Exercise. Only the lines in the entries below from the line with "Exercise. Put one point on each instance of the green grass" to the line with "Exercise. Put one point on each instance of the concrete", both included, belong in the answer, transcribed exactly and without pictures.

Data for analysis.

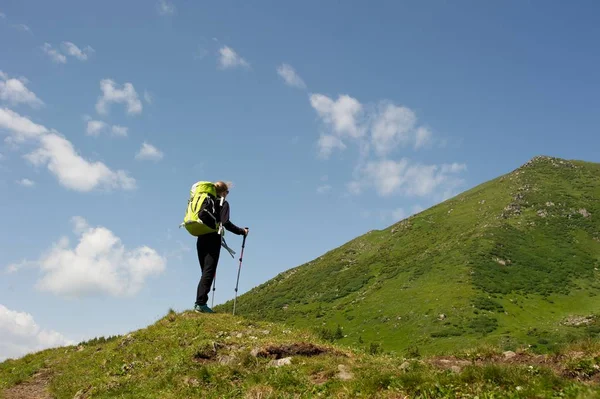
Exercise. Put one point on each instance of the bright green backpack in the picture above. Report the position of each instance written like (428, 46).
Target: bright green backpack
(201, 212)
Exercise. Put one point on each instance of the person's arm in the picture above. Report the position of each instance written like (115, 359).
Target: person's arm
(227, 223)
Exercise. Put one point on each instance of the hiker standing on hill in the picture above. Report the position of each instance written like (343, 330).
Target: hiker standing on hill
(209, 248)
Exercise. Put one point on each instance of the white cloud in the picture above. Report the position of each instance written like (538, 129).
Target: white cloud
(112, 94)
(23, 28)
(327, 143)
(343, 115)
(392, 125)
(228, 58)
(21, 335)
(74, 51)
(20, 127)
(148, 97)
(94, 128)
(165, 8)
(148, 153)
(14, 92)
(73, 171)
(120, 131)
(58, 154)
(423, 137)
(54, 54)
(290, 76)
(26, 183)
(389, 177)
(383, 127)
(322, 189)
(99, 264)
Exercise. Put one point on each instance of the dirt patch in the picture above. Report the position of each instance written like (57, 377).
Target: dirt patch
(296, 349)
(34, 388)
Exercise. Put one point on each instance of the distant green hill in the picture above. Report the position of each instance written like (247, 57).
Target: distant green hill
(512, 261)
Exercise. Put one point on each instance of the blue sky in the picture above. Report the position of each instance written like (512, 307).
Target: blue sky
(331, 119)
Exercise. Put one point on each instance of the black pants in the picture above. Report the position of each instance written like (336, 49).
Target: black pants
(209, 248)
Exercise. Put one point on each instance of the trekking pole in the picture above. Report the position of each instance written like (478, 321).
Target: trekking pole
(239, 269)
(212, 304)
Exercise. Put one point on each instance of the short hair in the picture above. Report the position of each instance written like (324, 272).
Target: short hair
(221, 187)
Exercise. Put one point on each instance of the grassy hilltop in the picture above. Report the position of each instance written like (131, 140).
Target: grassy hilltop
(512, 261)
(493, 293)
(185, 355)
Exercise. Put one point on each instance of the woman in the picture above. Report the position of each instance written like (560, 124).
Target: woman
(208, 247)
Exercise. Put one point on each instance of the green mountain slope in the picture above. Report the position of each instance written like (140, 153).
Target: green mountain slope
(512, 261)
(190, 355)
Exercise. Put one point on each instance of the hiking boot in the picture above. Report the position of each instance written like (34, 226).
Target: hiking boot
(202, 309)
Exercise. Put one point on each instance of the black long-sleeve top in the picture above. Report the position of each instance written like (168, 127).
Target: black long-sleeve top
(224, 214)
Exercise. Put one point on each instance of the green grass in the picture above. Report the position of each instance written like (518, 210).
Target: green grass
(507, 256)
(221, 356)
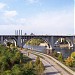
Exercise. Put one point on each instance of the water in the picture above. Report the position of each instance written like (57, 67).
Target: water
(65, 51)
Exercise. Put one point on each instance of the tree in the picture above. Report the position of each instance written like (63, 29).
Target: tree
(37, 61)
(73, 55)
(16, 70)
(8, 44)
(7, 72)
(60, 57)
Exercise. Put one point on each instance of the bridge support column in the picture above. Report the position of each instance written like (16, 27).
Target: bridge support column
(19, 41)
(52, 42)
(2, 40)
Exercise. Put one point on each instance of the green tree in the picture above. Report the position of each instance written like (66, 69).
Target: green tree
(16, 70)
(73, 55)
(60, 57)
(7, 72)
(69, 61)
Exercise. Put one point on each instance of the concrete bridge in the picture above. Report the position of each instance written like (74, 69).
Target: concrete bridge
(51, 40)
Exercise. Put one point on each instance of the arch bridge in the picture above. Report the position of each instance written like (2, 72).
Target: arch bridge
(52, 40)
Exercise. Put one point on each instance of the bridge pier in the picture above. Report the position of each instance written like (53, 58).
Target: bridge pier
(2, 41)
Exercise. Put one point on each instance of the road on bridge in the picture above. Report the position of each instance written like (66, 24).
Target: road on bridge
(51, 68)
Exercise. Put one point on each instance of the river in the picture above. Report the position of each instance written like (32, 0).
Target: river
(65, 51)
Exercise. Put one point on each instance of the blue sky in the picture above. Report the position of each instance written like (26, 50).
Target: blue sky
(52, 17)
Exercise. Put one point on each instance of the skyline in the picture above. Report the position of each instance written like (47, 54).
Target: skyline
(37, 16)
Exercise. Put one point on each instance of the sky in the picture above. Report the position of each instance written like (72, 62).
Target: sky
(51, 17)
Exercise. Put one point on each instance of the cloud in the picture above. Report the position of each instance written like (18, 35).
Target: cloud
(10, 14)
(2, 5)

Answer box.
Exercise. Put one point on each instance of the green grass in the picture above. Report the position of each instance written like (518, 210).
Target: green grass
(507, 256)
(221, 356)
Exercise. Put one point on each instance of the water in the picture above. Report the position of each instance written like (57, 67).
Target: water
(65, 51)
Exercise. Put one point on each instance of the tree in the picture above. Report the position of each instance written like (63, 29).
Target: tree
(37, 61)
(73, 55)
(16, 70)
(8, 44)
(7, 72)
(60, 57)
Exercise. Put one point on each instance of the bridge support column in the picture above. Report the position of each instance written like (16, 27).
Target: bridge support column
(19, 41)
(52, 42)
(2, 40)
Exercise. Put one point on each instance of the green tree in the picture above. Report the position of each instance written like (66, 69).
Target: green tree
(16, 70)
(73, 55)
(60, 57)
(7, 72)
(69, 61)
Exercise. Put one point on each instance of the concrete bridge in the picture above. Report the position of each instance written like (74, 69).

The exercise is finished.